> AIM
The line containing "the cheek, the" marks where to begin; quote it and every line after it through the end of the data, exactly as written.

□ □ □ □ □ □ □

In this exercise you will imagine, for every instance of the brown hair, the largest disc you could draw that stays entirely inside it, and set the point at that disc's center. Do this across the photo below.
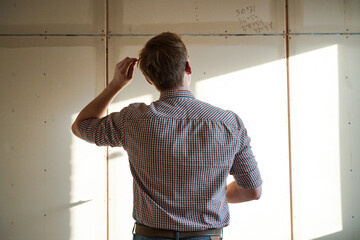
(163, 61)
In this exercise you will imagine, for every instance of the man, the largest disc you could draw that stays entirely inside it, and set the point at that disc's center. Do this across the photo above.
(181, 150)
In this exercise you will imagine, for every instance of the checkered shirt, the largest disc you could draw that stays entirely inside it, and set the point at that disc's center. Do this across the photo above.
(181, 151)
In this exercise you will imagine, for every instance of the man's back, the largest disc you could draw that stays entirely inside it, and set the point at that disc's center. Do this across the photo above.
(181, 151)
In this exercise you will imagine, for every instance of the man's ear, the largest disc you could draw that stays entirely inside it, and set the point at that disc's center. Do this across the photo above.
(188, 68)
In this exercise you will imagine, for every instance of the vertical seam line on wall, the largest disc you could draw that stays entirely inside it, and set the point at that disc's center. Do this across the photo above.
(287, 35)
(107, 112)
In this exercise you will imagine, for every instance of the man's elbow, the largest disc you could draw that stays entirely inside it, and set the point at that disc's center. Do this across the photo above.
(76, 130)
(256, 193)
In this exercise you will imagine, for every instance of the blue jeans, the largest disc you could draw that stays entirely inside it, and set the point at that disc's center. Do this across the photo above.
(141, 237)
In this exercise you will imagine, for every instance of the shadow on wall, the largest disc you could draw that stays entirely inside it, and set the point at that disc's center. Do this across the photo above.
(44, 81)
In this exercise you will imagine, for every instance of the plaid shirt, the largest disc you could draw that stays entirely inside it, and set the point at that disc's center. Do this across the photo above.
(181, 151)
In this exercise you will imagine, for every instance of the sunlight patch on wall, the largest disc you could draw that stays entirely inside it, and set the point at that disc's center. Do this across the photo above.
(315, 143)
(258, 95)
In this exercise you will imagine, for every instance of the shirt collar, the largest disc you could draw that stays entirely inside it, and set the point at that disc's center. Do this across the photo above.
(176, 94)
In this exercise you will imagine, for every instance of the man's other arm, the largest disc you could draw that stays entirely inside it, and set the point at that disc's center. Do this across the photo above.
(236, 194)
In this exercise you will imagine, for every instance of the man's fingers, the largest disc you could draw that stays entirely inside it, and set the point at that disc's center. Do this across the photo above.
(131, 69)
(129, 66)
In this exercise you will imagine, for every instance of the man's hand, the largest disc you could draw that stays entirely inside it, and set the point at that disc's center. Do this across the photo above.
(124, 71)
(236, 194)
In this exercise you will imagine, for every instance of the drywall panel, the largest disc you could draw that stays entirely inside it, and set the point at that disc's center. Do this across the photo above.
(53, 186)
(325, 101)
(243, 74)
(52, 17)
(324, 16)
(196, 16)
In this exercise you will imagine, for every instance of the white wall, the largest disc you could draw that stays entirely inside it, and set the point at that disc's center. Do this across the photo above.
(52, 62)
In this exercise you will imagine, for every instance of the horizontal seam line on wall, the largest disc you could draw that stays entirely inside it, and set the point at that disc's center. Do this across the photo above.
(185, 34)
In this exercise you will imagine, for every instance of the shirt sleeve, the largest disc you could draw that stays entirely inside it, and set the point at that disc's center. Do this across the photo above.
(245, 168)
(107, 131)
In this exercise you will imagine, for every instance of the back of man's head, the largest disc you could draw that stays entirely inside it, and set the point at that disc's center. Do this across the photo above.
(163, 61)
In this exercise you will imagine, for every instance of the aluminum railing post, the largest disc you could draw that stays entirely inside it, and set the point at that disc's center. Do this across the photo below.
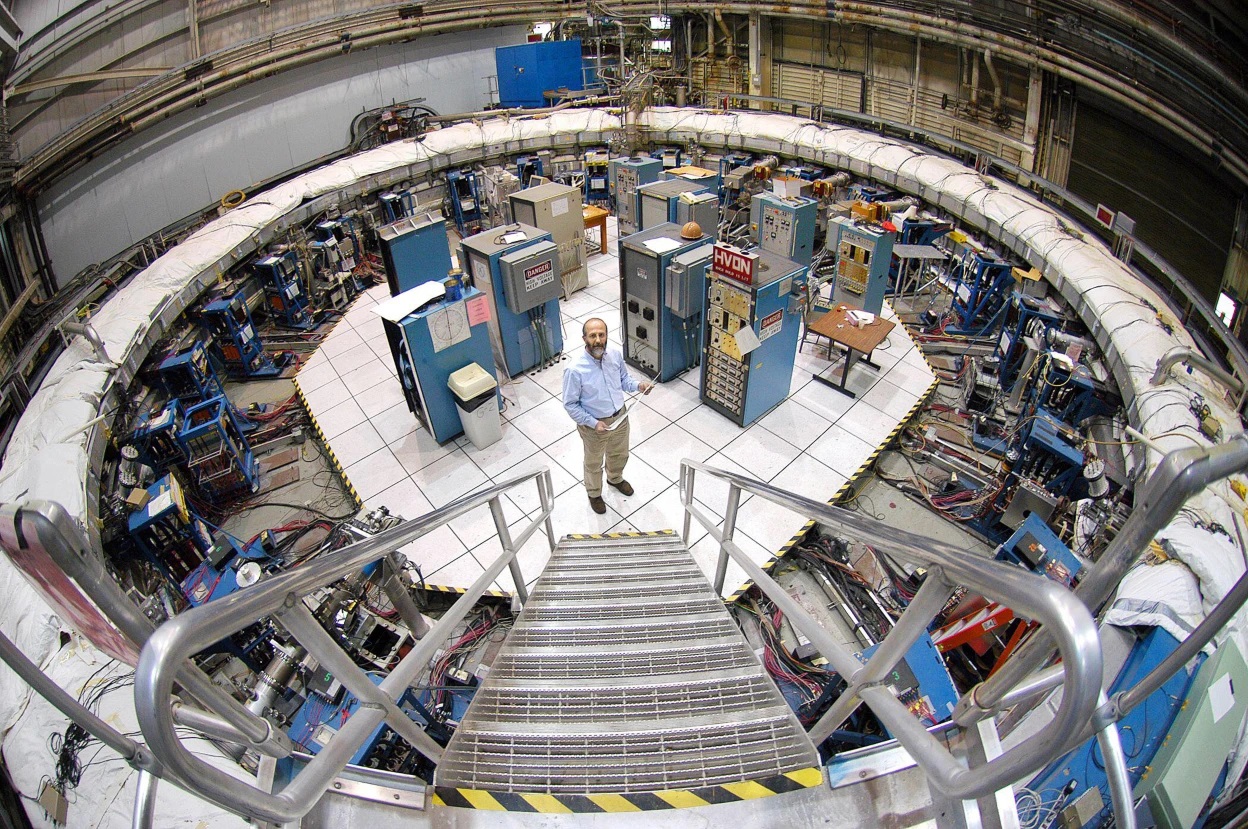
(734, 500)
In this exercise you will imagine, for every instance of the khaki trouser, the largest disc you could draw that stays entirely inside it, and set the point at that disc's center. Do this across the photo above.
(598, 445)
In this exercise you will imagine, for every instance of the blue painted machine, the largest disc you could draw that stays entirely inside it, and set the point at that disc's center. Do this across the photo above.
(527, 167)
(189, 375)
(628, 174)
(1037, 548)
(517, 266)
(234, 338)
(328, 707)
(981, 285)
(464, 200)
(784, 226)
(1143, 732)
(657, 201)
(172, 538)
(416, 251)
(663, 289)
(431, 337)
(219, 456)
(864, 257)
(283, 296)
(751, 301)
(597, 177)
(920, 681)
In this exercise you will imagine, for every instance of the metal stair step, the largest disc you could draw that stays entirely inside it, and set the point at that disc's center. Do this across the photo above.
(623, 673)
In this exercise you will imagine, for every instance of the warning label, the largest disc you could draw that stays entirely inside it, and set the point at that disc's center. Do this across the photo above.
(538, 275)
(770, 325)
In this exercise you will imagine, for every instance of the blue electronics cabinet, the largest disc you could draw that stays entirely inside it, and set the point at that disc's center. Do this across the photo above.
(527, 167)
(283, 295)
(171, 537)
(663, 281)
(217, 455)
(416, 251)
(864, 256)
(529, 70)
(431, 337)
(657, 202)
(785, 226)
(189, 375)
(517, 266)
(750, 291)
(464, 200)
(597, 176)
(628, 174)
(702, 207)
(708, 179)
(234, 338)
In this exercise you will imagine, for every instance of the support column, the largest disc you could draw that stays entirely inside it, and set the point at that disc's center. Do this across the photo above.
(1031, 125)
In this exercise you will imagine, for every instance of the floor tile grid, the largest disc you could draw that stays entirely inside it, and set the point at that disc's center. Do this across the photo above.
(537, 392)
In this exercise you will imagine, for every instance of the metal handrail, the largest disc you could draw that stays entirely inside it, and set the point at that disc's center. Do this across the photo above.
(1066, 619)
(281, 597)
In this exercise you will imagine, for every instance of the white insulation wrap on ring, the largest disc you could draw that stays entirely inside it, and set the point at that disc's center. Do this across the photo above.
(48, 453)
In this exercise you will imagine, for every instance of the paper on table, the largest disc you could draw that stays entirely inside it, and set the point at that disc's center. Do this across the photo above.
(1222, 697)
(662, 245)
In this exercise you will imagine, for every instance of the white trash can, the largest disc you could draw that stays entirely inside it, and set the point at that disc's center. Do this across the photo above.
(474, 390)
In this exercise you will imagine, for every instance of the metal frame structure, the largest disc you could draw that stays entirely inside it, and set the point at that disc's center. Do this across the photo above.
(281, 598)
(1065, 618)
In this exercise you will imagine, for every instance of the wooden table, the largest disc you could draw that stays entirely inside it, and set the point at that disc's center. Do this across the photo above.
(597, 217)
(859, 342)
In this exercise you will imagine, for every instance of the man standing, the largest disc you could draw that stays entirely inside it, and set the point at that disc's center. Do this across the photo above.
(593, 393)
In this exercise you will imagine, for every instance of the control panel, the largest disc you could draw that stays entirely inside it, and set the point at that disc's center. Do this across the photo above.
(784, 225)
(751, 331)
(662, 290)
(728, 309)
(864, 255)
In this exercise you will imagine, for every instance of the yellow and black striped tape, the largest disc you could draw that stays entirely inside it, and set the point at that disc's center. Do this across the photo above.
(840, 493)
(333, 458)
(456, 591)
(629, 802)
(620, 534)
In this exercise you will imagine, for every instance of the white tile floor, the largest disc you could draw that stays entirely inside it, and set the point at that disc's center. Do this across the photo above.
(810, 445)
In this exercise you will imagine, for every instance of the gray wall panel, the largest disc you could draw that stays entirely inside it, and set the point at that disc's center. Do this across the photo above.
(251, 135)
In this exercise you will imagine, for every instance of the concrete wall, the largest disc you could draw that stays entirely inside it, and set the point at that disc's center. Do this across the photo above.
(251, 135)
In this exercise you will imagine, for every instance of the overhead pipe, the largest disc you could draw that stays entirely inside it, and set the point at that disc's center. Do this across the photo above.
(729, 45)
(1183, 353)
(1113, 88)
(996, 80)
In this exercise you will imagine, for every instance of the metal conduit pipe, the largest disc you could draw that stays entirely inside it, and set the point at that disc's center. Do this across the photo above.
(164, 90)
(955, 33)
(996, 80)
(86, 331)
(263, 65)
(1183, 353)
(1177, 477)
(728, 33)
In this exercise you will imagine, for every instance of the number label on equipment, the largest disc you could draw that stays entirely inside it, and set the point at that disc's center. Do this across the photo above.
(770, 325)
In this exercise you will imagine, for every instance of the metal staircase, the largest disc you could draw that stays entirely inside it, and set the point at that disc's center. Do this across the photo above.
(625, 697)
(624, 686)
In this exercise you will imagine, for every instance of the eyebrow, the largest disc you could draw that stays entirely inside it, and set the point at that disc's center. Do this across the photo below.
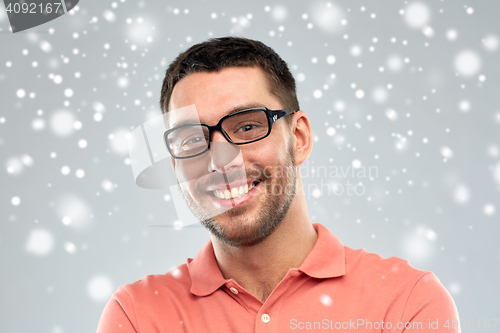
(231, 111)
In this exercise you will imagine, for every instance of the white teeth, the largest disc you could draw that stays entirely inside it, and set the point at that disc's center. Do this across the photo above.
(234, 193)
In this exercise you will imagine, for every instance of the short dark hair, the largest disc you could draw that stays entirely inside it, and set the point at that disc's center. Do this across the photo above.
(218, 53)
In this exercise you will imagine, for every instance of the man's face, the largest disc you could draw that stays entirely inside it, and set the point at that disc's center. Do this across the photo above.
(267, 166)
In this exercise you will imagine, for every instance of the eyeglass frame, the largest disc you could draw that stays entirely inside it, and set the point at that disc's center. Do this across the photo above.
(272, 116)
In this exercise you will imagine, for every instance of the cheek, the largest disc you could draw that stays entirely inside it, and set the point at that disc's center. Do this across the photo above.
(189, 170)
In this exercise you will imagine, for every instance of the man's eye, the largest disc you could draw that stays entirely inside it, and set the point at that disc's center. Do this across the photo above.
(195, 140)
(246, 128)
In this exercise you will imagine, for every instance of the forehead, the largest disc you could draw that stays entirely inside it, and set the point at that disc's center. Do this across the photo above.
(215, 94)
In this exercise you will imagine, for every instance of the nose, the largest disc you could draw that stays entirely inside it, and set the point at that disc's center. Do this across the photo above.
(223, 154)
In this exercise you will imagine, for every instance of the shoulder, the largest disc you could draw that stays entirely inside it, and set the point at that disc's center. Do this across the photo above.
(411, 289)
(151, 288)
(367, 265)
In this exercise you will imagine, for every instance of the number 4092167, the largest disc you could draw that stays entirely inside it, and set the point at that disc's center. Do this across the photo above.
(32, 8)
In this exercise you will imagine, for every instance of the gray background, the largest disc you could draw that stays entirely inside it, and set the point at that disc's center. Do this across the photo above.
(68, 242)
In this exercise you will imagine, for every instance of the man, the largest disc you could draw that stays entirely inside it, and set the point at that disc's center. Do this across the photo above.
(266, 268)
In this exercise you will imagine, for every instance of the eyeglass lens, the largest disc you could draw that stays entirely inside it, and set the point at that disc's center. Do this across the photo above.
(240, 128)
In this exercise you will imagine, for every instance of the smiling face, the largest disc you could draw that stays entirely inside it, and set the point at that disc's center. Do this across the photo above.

□ □ □ □ □ □ □

> COMPLETED EXERCISE
In this exercise you will imagine, for every instance of the cheek, the largest disc you could draw that stays entirely inside it, and set the point at that disc's center. Do this across the photo above.
(189, 170)
In this exercise you will imagine, for every instance of the man's eye, the largest disc you could draw that stays entirely inside it, and set the point at that disc's center. Do this across the photo above.
(195, 140)
(246, 128)
In this exercise you will imagine, for every instance of the forehead, the largest disc you could draw that stays entirely inside it, and set the point at that disc's center. Do this across the photo above.
(215, 94)
In this exercise you will imagine, for every instance of the nose, the largest disc you could draw that stays entirely inside it, and set the point at that disc's center. Do this across the photo above.
(223, 154)
In this exercise you will imagine, for every instance of the shoulder, the largest disc you could draw that stays entirely inside it, and set the point at that disc's center. Do this across the photo above.
(411, 289)
(151, 288)
(367, 265)
In this exercise you will imagine, for every instance of the number 4092167, the largest disc you could draw that stays entirely inside it, and set the point at that disc's center. Do this across the photo above.
(32, 8)
In this exercise you will imagine, for every instance of the gray background, the largest disc you could draw that stays entirely inside it, and set the point at that disc's center. Do this across the photo above.
(68, 242)
In this exercise you will imagine, for every instance of the man, the largest disc you could draw that stays entirely inside it, and set the point at that disc's center. Do this across the photo above.
(266, 268)
In this exercise you will imagine, for every instance of the eyeglass lens, the largest disc you could draw that stays entirely inside it, and set the point at that disc's center. Do this across the photo above.
(240, 128)
In this exercise you will imagine, for every instance of the smiling face, the largest disc you could draw that stays entirely inside it, and set the point at that disc's center. Do this across the photo above.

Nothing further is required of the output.